▶ **Objective**: Images are excluded; otherwise, output every record exactly.

▶ **Data to use**:
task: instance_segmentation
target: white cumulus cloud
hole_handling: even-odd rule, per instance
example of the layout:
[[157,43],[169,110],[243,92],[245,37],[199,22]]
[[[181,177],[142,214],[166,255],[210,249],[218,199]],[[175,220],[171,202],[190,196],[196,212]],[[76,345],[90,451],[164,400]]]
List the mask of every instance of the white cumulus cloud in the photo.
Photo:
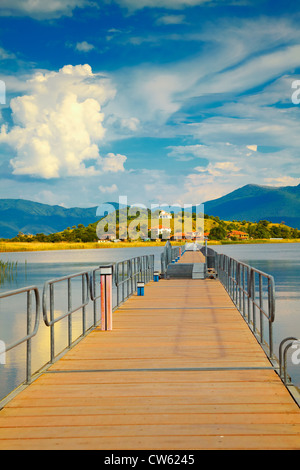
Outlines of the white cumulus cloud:
[[13,173],[45,179],[120,171],[126,157],[101,157],[102,106],[115,96],[110,81],[89,65],[37,73],[30,93],[11,100],[14,126],[2,126],[11,146]]

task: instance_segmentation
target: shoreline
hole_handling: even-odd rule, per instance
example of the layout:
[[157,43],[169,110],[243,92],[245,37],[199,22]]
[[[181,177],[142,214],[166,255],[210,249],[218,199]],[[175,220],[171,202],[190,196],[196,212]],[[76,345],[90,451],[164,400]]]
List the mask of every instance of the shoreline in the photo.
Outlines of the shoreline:
[[[31,251],[59,251],[59,250],[101,250],[104,248],[143,248],[163,247],[167,240],[149,242],[88,242],[88,243],[28,243],[28,242],[0,242],[0,253],[31,252]],[[257,240],[210,240],[208,246],[213,245],[256,245],[274,243],[300,243],[300,239],[257,239]],[[182,246],[182,241],[171,241],[172,246]]]

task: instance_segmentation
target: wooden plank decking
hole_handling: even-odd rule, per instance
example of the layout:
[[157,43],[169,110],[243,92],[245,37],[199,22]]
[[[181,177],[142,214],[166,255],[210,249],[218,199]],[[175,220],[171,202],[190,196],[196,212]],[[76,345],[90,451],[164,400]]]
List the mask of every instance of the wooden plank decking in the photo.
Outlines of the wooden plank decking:
[[113,326],[9,402],[0,449],[300,449],[299,408],[219,281],[152,282]]

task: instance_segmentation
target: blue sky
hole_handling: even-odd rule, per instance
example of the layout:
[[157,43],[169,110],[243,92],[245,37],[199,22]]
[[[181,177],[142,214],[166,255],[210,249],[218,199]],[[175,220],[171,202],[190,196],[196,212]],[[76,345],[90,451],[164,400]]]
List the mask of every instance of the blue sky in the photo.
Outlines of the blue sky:
[[299,184],[295,3],[2,0],[0,197],[201,204]]

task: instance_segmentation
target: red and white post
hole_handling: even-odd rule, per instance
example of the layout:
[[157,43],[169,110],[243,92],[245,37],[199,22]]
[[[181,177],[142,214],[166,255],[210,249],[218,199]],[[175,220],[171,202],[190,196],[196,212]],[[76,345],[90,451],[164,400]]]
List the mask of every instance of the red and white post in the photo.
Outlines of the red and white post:
[[113,267],[104,266],[100,271],[101,283],[101,330],[111,331],[112,322],[112,277]]

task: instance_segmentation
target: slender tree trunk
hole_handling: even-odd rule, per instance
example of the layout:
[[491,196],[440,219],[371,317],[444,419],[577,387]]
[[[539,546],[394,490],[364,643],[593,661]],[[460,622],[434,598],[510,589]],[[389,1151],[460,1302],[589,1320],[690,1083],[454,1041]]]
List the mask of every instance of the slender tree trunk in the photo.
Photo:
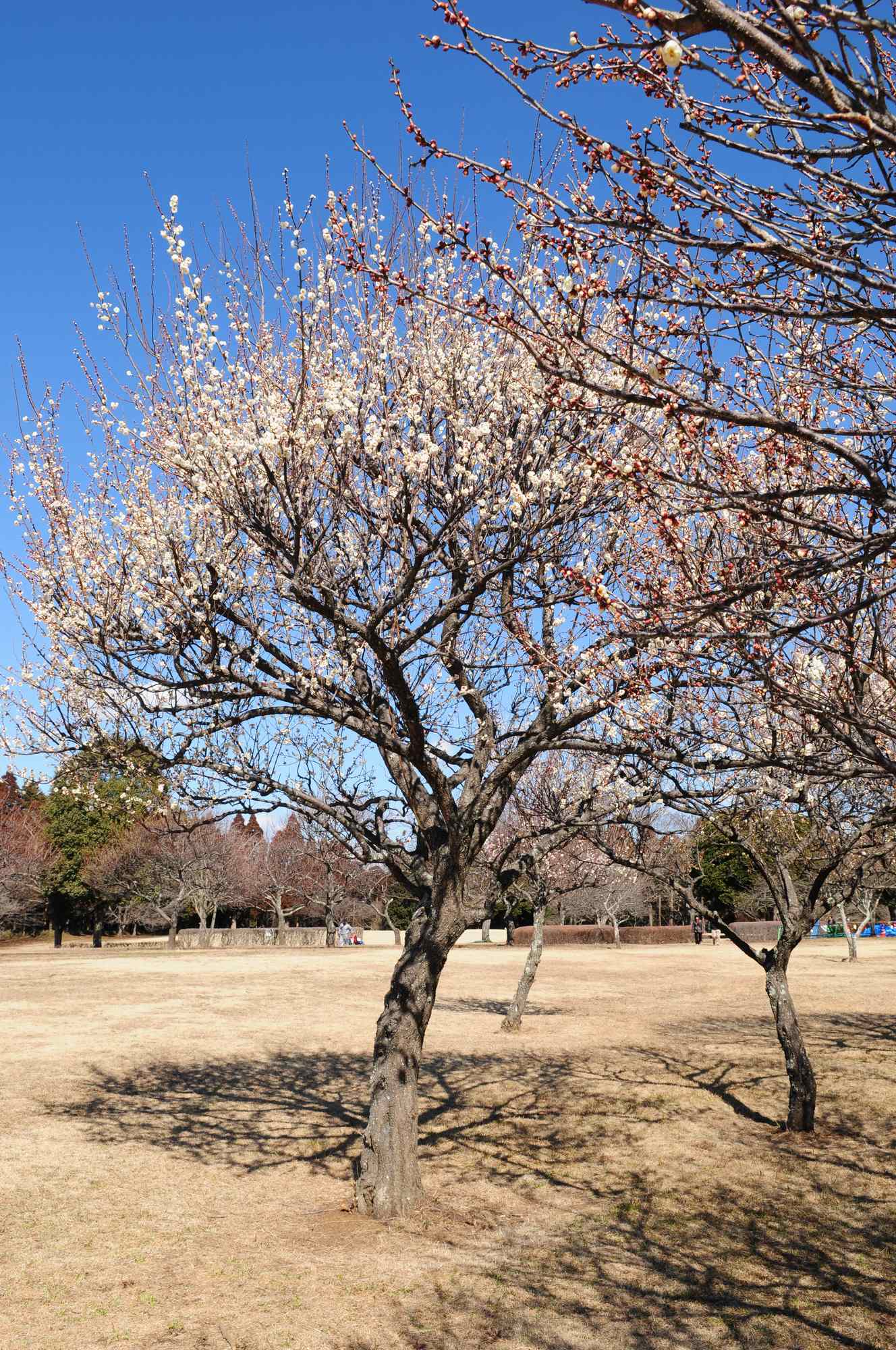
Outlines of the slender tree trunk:
[[526,1011],[529,990],[534,981],[538,961],[541,960],[541,949],[544,946],[544,915],[545,906],[538,905],[534,911],[534,926],[532,929],[532,942],[529,944],[526,964],[522,968],[522,975],[520,976],[520,983],[517,984],[517,992],[513,996],[513,1002],[507,1008],[503,1022],[501,1023],[502,1031],[518,1031],[522,1025],[522,1014]]
[[846,906],[841,905],[839,911],[841,911],[841,923],[843,925],[843,937],[846,938],[846,950],[849,952],[847,960],[857,961],[858,944],[856,941],[856,933],[853,933],[851,927],[849,926],[849,919],[846,918]]
[[803,1041],[799,1018],[787,983],[789,953],[779,957],[765,972],[765,992],[772,1004],[777,1040],[784,1052],[791,1094],[787,1108],[787,1129],[811,1134],[815,1129],[815,1073]]
[[[439,894],[439,892],[437,892]],[[459,880],[443,884],[439,907],[412,919],[374,1040],[370,1115],[355,1173],[362,1214],[410,1214],[424,1191],[417,1157],[417,1081],[439,976],[464,930]]]

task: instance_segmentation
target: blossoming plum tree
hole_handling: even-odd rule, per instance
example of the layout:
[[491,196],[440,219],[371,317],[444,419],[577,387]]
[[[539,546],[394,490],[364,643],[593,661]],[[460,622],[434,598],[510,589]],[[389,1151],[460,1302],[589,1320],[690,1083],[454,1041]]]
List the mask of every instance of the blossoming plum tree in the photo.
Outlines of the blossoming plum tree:
[[[289,194],[282,215],[213,279],[171,198],[170,310],[100,292],[119,356],[115,381],[84,356],[86,475],[58,404],[32,397],[18,589],[42,636],[23,720],[55,751],[139,740],[198,809],[263,799],[325,822],[414,898],[356,1180],[359,1207],[390,1216],[421,1197],[417,1077],[470,869],[533,761],[599,748],[637,684],[595,575],[636,556],[638,512],[600,468],[618,420],[470,317],[478,271],[424,232],[394,267],[439,304],[406,298],[347,273],[329,231],[309,255]],[[375,211],[347,215],[389,274]],[[636,424],[663,435],[649,410]]]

▶ **Task solution**:
task: instance_segmentation
target: white cumulus cloud
hole_handling: even-odd rule, per instance
example of the layout:
[[157,43],[169,110],[243,92],[245,37],[199,22]]
[[[181,177],[142,214],[166,255],[210,249],[218,199]],[[175,220],[171,202],[190,196],[196,212]],[[76,345],[90,451],[164,400]]]
List the mask of every instance of the white cumulus cloud in the photo.
Photo:
Outlines of the white cumulus cloud:
[[13,173],[45,179],[120,171],[126,157],[101,157],[102,106],[115,96],[110,81],[89,65],[37,73],[30,93],[11,100],[14,126],[2,126],[11,146]]

task: instance_segmentation
target: shoreline
hole_handling: even-odd rule, per instance
example of the layout:
[[157,43],[169,110],[243,92],[245,37],[199,22]]
[[[181,177],[142,214],[166,255],[210,249],[218,199]],[[175,220],[171,202],[190,196],[196,212]],[[76,345],[90,451],[164,400]]]
List the mask of every instance of the shoreline in the photo.
Outlines of the shoreline:
[[[31,251],[59,251],[59,250],[101,250],[104,248],[143,248],[163,247],[167,240],[149,242],[88,242],[88,243],[28,243],[28,242],[0,242],[0,253],[31,252]],[[257,240],[210,240],[208,246],[213,245],[256,245],[274,243],[300,243],[300,239],[257,239]],[[182,246],[182,241],[171,241],[172,246]]]

task: instance_segmentation
target: wooden plank decking
hole_handling: even-odd rule, per instance
example of the layout:
[[157,43],[169,110],[243,92],[245,37],[199,22]]
[[[181,177],[142,214],[166,255],[210,249],[218,199]],[[175,220],[171,202],[190,196],[196,212]],[[76,345],[90,451],[164,400]]]
List the mask of every instance of the wooden plank decking in the photo.
Outlines of the wooden plank decking:
[[113,326],[9,402],[0,449],[300,449],[299,408],[219,281],[152,282]]

task: instance_segmentation
target: blue sky
hole_handling: even-odd rule, per instance
example of the layout:
[[157,43],[169,110],[243,92],[245,37],[199,22]]
[[[181,177],[142,214],[166,255],[210,249],[218,199]],[[175,220],[171,202],[190,196],[196,212]],[[76,345],[90,451],[164,400]]]
List the mask of every instance of the blue sky in the photo.
Outlines of the blue sky:
[[299,184],[295,3],[2,0],[0,197],[201,204]]

task: instance_segmentation
target: red and white post
hole_handling: even-odd rule, per instance
example of the layout:
[[157,43],[169,110],[243,92],[245,37],[199,22]]
[[[181,177],[142,214],[166,255],[210,249],[218,199]],[[175,220],[171,202],[190,196],[196,212]],[[76,345],[90,451],[164,400]]]
List the mask of every instance of the red and white post in the photo.
Outlines of the red and white post:
[[113,267],[104,266],[100,271],[101,283],[101,330],[111,331],[112,322],[112,277]]

task: instance_segmentation
target: slender tree trunk
hole_handling: even-odd rule, per instance
example of the layout:
[[491,196],[440,219],[371,317],[444,419],[577,387]]
[[[539,546],[394,490],[364,643],[593,661]],[[460,622],[434,598],[510,589]],[[389,1151],[460,1302],[589,1320],[690,1083],[454,1041]]]
List the mask of every instance of the slender tree trunk in the photo.
Photo:
Outlines of the slender tree trunk:
[[526,1011],[529,990],[534,981],[538,961],[541,960],[541,949],[544,946],[544,915],[545,906],[538,905],[534,911],[534,926],[532,929],[532,942],[529,944],[526,964],[522,968],[522,975],[520,976],[520,983],[517,984],[517,992],[513,996],[513,1002],[507,1008],[503,1022],[501,1023],[502,1031],[518,1031],[522,1025],[522,1014]]
[[846,906],[841,905],[839,911],[841,911],[841,923],[843,925],[843,937],[846,938],[846,950],[849,952],[847,960],[857,961],[858,944],[856,941],[856,933],[853,933],[851,927],[849,926],[849,919],[846,918]]
[[803,1041],[799,1018],[787,983],[789,953],[779,957],[765,972],[765,992],[772,1004],[777,1040],[784,1052],[791,1094],[787,1108],[787,1129],[811,1134],[815,1129],[815,1073]]
[[[439,894],[439,892],[437,892]],[[459,880],[443,884],[439,907],[412,919],[374,1040],[370,1115],[355,1173],[362,1214],[410,1214],[424,1191],[417,1157],[417,1081],[439,976],[464,930]]]

task: instance_segmentation
target: blossoming plum tree
hole_handling: even-odd rule, per instance
example of the layout:
[[491,196],[440,219],[371,317],[444,419],[577,387]]
[[[539,546],[394,490],[364,643],[593,661]],[[460,622],[434,598],[510,589]],[[389,1151],[460,1302],[589,1320],[690,1083],[454,1041]]]
List the mask of every instance of the blossoming plum tree in the photo.
Outlines of the blossoming plum tree:
[[[289,194],[282,215],[213,279],[171,198],[170,310],[100,292],[119,356],[115,381],[84,356],[86,475],[58,404],[32,397],[18,589],[42,636],[23,720],[55,751],[139,740],[198,809],[263,799],[325,822],[414,898],[356,1180],[359,1207],[390,1216],[421,1197],[417,1077],[470,869],[533,761],[599,748],[637,684],[595,575],[636,556],[638,512],[600,468],[618,420],[470,317],[478,271],[424,232],[394,267],[439,304],[406,298],[347,273],[329,231],[309,255]],[[375,211],[347,215],[389,274]],[[636,424],[663,435],[649,410]]]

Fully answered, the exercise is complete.